---------- Information shown

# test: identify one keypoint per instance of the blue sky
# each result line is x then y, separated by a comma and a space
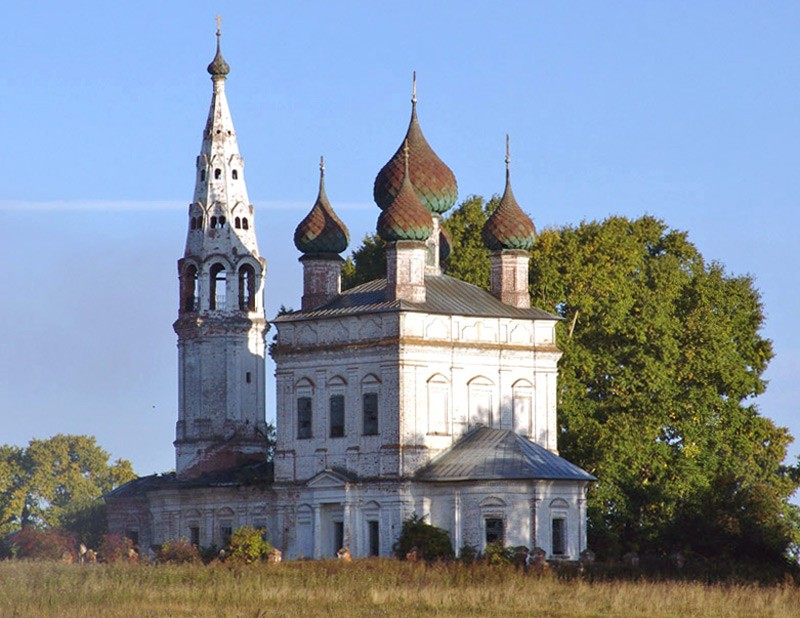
689, 111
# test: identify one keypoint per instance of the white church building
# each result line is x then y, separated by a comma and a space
417, 394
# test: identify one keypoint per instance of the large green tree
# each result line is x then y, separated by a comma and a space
662, 359
53, 482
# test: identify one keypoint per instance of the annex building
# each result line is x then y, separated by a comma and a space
414, 394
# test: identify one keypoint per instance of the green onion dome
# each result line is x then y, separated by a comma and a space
434, 182
405, 218
508, 227
321, 231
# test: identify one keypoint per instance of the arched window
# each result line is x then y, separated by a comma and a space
521, 407
438, 405
247, 288
217, 286
481, 402
189, 289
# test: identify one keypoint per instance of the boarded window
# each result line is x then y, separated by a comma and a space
559, 536
303, 417
337, 416
370, 402
495, 530
373, 530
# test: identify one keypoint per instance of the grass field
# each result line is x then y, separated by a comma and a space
361, 588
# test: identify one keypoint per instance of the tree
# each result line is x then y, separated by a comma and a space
50, 481
662, 359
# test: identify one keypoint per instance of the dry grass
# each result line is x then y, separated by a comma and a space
361, 588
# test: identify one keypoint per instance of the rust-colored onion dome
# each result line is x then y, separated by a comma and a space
405, 218
321, 231
445, 244
509, 227
218, 66
434, 182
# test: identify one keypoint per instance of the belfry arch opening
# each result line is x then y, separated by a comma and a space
189, 287
247, 288
218, 279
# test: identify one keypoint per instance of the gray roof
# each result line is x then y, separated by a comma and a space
444, 295
498, 454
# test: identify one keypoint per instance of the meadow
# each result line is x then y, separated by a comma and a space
363, 588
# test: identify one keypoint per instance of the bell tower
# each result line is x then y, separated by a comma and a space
221, 325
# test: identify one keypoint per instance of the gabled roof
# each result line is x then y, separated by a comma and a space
247, 474
486, 454
443, 295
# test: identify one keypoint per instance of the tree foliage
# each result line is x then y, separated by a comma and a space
48, 483
662, 359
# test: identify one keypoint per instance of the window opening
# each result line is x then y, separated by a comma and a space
247, 288
218, 281
338, 536
370, 403
303, 417
374, 538
495, 530
337, 416
189, 288
559, 536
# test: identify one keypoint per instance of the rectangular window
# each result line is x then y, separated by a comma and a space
338, 536
495, 531
337, 416
559, 536
370, 402
303, 417
133, 535
373, 529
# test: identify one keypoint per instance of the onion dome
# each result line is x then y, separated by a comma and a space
445, 244
218, 66
434, 182
405, 218
509, 227
321, 231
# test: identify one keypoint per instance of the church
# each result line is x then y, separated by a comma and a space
417, 394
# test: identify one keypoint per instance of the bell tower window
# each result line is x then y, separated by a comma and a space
217, 287
247, 288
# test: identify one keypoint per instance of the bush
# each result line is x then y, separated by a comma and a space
52, 544
115, 548
247, 545
431, 542
179, 551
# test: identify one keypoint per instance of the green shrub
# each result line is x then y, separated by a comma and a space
248, 545
179, 551
431, 542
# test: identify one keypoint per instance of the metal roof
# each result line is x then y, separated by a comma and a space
486, 454
444, 295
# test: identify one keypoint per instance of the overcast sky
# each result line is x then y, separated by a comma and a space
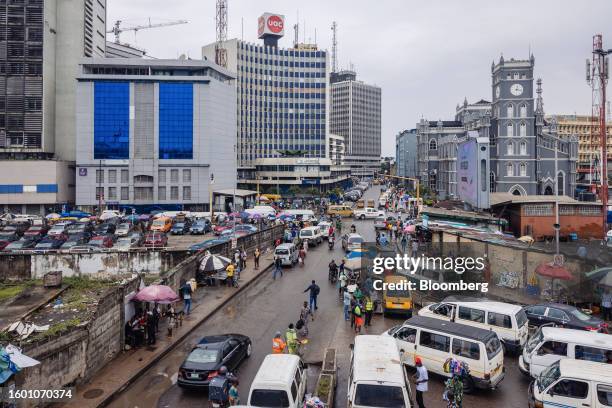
426, 56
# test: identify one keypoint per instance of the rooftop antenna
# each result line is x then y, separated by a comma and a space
334, 47
221, 20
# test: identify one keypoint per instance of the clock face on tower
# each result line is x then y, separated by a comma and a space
516, 89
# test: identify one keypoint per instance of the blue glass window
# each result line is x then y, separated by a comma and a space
111, 120
175, 121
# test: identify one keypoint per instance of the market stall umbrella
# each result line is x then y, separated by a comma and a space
157, 293
606, 280
212, 263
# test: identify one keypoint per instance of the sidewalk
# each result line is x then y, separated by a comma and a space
126, 367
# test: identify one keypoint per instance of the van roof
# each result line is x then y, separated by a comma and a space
492, 306
588, 370
577, 336
276, 369
376, 358
456, 329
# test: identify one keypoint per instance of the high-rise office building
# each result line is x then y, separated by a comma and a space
282, 103
356, 115
154, 133
41, 43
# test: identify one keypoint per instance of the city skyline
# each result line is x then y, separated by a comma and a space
434, 71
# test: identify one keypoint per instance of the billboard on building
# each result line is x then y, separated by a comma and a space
271, 24
473, 171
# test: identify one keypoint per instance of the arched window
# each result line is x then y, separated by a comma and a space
560, 183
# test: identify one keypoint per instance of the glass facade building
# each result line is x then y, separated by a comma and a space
111, 120
176, 121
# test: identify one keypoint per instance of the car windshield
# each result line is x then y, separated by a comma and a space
203, 356
384, 396
580, 315
548, 376
534, 341
269, 398
521, 318
493, 347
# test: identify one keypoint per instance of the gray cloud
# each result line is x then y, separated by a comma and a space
426, 56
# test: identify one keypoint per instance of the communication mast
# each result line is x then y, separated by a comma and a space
597, 76
221, 20
334, 47
117, 29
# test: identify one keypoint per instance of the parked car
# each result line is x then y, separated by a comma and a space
200, 227
79, 228
208, 244
207, 357
562, 315
58, 229
50, 243
351, 242
36, 231
123, 229
102, 241
75, 240
155, 240
179, 228
22, 244
105, 229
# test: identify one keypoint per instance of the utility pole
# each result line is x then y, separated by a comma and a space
221, 23
597, 74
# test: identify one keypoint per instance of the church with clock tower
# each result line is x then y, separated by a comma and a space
524, 147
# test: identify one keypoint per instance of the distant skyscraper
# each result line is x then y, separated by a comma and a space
282, 103
355, 114
41, 45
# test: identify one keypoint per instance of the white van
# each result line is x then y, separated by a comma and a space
551, 344
507, 320
287, 253
376, 377
280, 382
435, 341
312, 235
572, 383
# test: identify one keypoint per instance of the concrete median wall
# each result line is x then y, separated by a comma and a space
34, 266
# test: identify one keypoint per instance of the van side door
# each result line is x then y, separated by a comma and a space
548, 353
568, 392
406, 338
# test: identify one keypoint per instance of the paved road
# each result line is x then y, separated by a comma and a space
268, 306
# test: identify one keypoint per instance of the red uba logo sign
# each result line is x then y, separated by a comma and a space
275, 24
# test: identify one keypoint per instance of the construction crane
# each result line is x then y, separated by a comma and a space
221, 25
117, 29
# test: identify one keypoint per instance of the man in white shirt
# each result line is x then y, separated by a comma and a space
421, 379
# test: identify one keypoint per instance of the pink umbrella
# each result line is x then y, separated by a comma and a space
157, 293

--------------------

#### [Required work]
Please retype the whole listing above word for word and drop the pictures.

#### [Response to this exercise]
# test: identify one keypoint per instance of the blue sky
# each result line is x then y, separated by a comma and a space
689, 111
# test: identify one keypoint per instance of the white church building
# each result line is x then y, separated by a comma and a space
417, 394
# test: identify one keypoint per instance of the large green tree
# each result line is x then y, separated by a comma and a space
662, 359
53, 482
# test: identify one keypoint per instance of the annex building
# each result line is x then y, separated by a comma and a space
414, 394
# test: identify one keypoint per instance of the green onion dome
# each result line is x then y, separated by a comma and a space
434, 182
405, 218
508, 227
321, 231
# test: identify one keypoint per instance of the arched window
# each result line is x then y, separated by a comma and a space
521, 407
438, 405
247, 288
217, 286
481, 402
189, 289
# test: identify one keypoint per instance of the boarded window
# each result line is x then y, separated by a comma and a space
559, 536
303, 417
337, 416
370, 402
495, 530
373, 530
# test: identify one keypoint per instance of the grass field
# each result line is x then y, separated by a comma and a space
361, 588
# test: identify one keypoint per instance of the tree
# each result line is x then y, separated by a comma and a space
50, 481
662, 359
# test: identify one keypoint per instance of the dry grass
# each result line is x then y, separated by a comma and a space
361, 588
# test: identify one keypoint per instance of the rust-colored onion dome
# each result line is x then y, separated by a comma and a space
405, 218
321, 231
445, 244
509, 227
218, 66
434, 182
# test: identify one keypoint per instance of the belfry arch opening
# each result line is x then y, separated by a comma and a space
189, 287
247, 288
218, 279
# test: identify one keypoint per instance of the gray roof
# each result line is x then y, separated by a comma and a space
444, 295
498, 454
# test: identify one keypoint per instance of the meadow
# each result line is x then y, separated by a comma and a space
363, 588
# test: identify one keypoint per instance of the bell tower
# each result line is x then y, separated by a comma and a space
221, 325
# test: identify one keypoint per instance of the gabled roof
# each result line is x then y, separated by a comma and a space
247, 474
486, 454
443, 295
# test: identify one keypoint per instance of the tree foliage
# each result line is x then y, separated by a comma and a space
48, 483
662, 359
# test: identify one keypoint per instance of the window opening
# each result line is x then y, separated by a comma and a space
247, 288
218, 281
338, 536
370, 403
303, 417
374, 538
495, 530
337, 416
189, 288
559, 536
# test: identify one keypoint per instance of the rectangular window
# each result line is x then y, separated by a comma and a space
338, 536
495, 531
337, 416
559, 536
370, 402
303, 417
133, 535
373, 529
# test: identify one keypoint per instance of the onion dome
# each result line is x then y, separated by a comma and a space
445, 244
218, 66
434, 182
405, 218
509, 227
321, 231
# test: identify one keypoint per instance of the church
# each result line is x then y, separated by a comma and a space
417, 394
# test: identify one keypoint per instance of the bell tower window
# each result line is x then y, separated by a comma and a space
217, 287
247, 288
# test: identify one keypoint per instance of the bush
# each result line is x then y, separated by a comma and a space
52, 544
115, 548
247, 545
431, 542
179, 551
# test: identify one keypoint per instance of the green shrub
# each result line is x then y, separated by a comma and a space
248, 545
179, 551
431, 542
# test: identify one keypoint per instance of the metal roof
# each result line is x then y, separated by a comma and a space
486, 454
444, 295
# test: identify one keypoint per instance of the overcast sky
# each result line is x then y, separated by a comma and a space
426, 56
# test: identify one keypoint per instance of the rooftop antenna
# each result line is x then y, separated by a comma and a space
334, 47
221, 20
# test: identify one keypoint per instance of the clock face on tower
# each result line is x then y, separated by a comma and a space
516, 89
# test: identify one keypoint per instance of the blue glass window
# each result line is x then y, separated by a comma and a space
111, 120
175, 121
# test: identify one keypoint per instance of the market stall umbrella
# each result line is x then y, separated by a comma and a space
157, 293
606, 280
212, 263
# test: identify one keypoint per instance of the sidewalk
# each result line is x then y, separated by a comma and a space
126, 367
# test: identify one keypoint per instance of the van roof
# each result line is x then y, separated by a comma and a space
492, 306
588, 370
577, 336
276, 369
376, 358
456, 329
# test: identify one keypoint per instance of the high-rise office building
# each result line is x then y, separated by a comma and a space
282, 103
356, 115
154, 133
41, 43
# test: identify one keypoint per instance of the city skyline
# each result line is x then y, separated by a comma and a space
434, 71
# test: identify one keypoint per instance of the billboard on building
# each result line is x then y, separated by a comma and a space
271, 24
473, 171
# test: identify one keypoint per instance of the arched window
# each result line is x then y, separated by a comma and a space
560, 183
# test: identify one keypoint per instance of the glass facade building
# each result line is x then y, separated by a comma and a space
111, 120
176, 121
# test: identify one keypoint per instance of the car windshield
# each result line is x then y, separated by a comma and a space
203, 356
384, 396
580, 315
548, 376
534, 341
269, 398
521, 318
493, 347
# test: identify one keypoint per instance of the gray cloud
# each result line is x then y, separated by a comma and a space
426, 56
# test: identify one keypoint per instance of the communication mast
# each result line is x then y, separated by a comma and a space
597, 76
221, 20
334, 47
117, 29
# test: identify one keypoint per instance of the parked car
# each result line is x then y, separated by a comma and a space
200, 227
79, 228
208, 244
207, 357
562, 315
58, 229
50, 243
351, 242
36, 231
123, 229
102, 241
75, 240
155, 240
179, 228
22, 244
105, 229
# test: identify one keypoint per instance of the utility pole
# each result line is x then y, separated by a comma and a space
221, 23
597, 74
# test: identify one keypoint per instance of the church with clock tower
# each result line is x then y, separated by a comma and a space
524, 147
# test: identify one keypoint per instance of the distant skyscraper
# each result line is x then y, separated by a comma and a space
282, 103
355, 114
41, 45
# test: identify one keypoint per instance of the white van
# each result line is x then y, separated by a comma and a space
551, 344
507, 320
287, 253
376, 377
280, 382
435, 341
312, 235
572, 383
# test: identify one keypoint per instance of the concrete median wall
# each result line is x then y, separated by a comma and a space
34, 266
# test: identify one keypoint per instance of the van side door
# each result line is x then y, separated by a comma and a space
548, 353
568, 392
406, 338
# test: identify one keypoint per instance of the paved road
# each result line is x then y, separated by a comma and a space
268, 306
# test: identify one keypoint per instance of the red uba logo sign
# each result line is x then y, separated by a comma and a space
275, 24
# test: identify one keypoint per instance of the construction crane
# each result line is x then y, separated by a comma and a space
221, 25
117, 29
# test: identify one keypoint per instance of the man in white shirt
# each result line is x then y, separated by a comma and a space
421, 379
# test: identify one keypoint per instance of the pink umbrella
# each result line is x then y, separated by a comma and a space
157, 293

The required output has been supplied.